Interview: Mohammad Al Omar

Did Islamic financial institutions emerge from the global financial crisis in a stronger position than their conventional counterparts?

MOHAMMAD AL OMAR: Like traditional lenders, Islamic financial institutions were affected, both in Kuwait and in other GCC countries. We are now seeing weak economic growth around the world following the crisis. Nonetheless, the consequences for Islamic banks were generally less severe because of their lower leverage and smaller investment portfolios, and because they did not engage in speculation or rely on derivatives and other risky investment tools.

Because Islamic banks provide financing through asset-backed instruments, they have arguably played a more important role during the downturn in stimulating productive sectors of the real economy. When the real economy regains momentum, Islamic banks will be well positioned to capitalise. During the crisis both Islamic and conventional banks in Kuwait have benefitted from prudent government oversight and regulation. For example, domestic lenders have been required to adhere to a loan-to-deposit ratio of 85%, and rules governing borrowing on equity have been relatively restrictive. In addition, to stimulate lending and market liquidity, the central bank has guaranteed 50% of bank loans disbursed to local firms.

Due to these and other measures, we are seeing renewed growth in the nation’s banking sector and balance sheet stability. Following the crisis, the overall sector will have a much stronger focus on risk management and corporate governance in line with Basel III, which will benefit all stakeholders.

What are the prospects for Islamic financial institutions in Kuwait and the wider banking sector?
==============================
Carry on the interview about Islamic banking in Kuwait from its final line.

## DATA EXTRACTS
==============================
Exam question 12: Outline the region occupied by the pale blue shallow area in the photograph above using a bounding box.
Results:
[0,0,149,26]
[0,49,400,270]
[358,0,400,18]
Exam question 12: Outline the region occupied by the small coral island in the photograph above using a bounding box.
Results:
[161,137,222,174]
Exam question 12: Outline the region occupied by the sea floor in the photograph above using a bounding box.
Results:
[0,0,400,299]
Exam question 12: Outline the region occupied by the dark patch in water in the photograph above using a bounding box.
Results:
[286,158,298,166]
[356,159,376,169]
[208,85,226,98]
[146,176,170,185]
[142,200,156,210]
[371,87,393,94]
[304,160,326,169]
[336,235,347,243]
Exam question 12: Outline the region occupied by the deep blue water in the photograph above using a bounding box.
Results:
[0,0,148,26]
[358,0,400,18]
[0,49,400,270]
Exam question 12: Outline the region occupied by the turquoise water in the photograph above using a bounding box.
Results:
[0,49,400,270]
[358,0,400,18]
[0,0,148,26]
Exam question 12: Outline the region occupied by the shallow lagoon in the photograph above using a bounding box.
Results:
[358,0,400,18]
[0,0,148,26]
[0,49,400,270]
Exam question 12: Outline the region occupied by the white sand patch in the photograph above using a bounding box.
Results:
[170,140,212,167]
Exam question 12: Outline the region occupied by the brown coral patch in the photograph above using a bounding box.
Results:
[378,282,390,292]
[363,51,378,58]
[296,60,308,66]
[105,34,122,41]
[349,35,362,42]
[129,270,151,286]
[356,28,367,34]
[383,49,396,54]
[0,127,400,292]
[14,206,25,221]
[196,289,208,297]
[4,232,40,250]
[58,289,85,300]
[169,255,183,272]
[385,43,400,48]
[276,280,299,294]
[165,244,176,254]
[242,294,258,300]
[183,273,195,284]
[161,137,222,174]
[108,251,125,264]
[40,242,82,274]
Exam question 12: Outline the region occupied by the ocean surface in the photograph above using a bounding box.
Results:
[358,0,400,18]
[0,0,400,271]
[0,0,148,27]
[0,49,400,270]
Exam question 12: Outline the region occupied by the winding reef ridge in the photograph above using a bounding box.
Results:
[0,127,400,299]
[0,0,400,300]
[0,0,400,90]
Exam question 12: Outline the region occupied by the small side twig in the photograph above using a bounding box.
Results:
==============================
## ANSWER TO THIS TASK
AL OMAR: Kuwait Finance House and the Islamic banking industry stand to profit considerably from the global sukuk market, which is now expanding rapidly. Demand for sukuk products and services is high not only in the GCC, but also in the EU and in emerging economic powerhouses such as Turkey. In the coming years, sukuk may also become a popular tool for governments to raise capital, as they can monetise assets through sharia-compliant securitisation.

There is optimism that the banking industry as a whole will benefit from the National Development Plan, which will involve more than KD30bn ($108bn) in spending on capital projects over the next 4-5 years. As part of the plan, the government intends to build several residential cities to accommodate surging housing demand. Banks can finance the construction of these new residential areas, and of the schools, clinics and shops that will follow in their wake.

Banks will also play a key role in financing the expansion of the nation’s infrastructure under the plan, thereby helping the nation to meet the needs of a young and growing population. Other sectors will also benefit from these development plans, which will stimulate economic growth and further increase demand for banking services.

Over the short-to-medium term, what is the growth outlook for the Kuwaiti economy?

AL OMAR: Despite its vast oil wealth and financial stability, Kuwait is a small nation subject to external shocks and fluctuations in the international economy. Consequently, the country may be negatively affected by ongoing unrest in the MENA region, and by weak growth in the developed world over the next several years as the major economies undergo balance sheet corrections. Nonetheless, in many ways Kuwait controls its own destiny. For instance, as we continue to benefit from the high price of oil, we must use our budget surplus to make long-term investments in the economy, and not merely channel revenues into social subsidies. In particular, we must ensure that we increase the production capacity of our oil refineries, otherwise we will not be able to meet the projected increase in demand driven by emerging economies, which would lead to rising prices.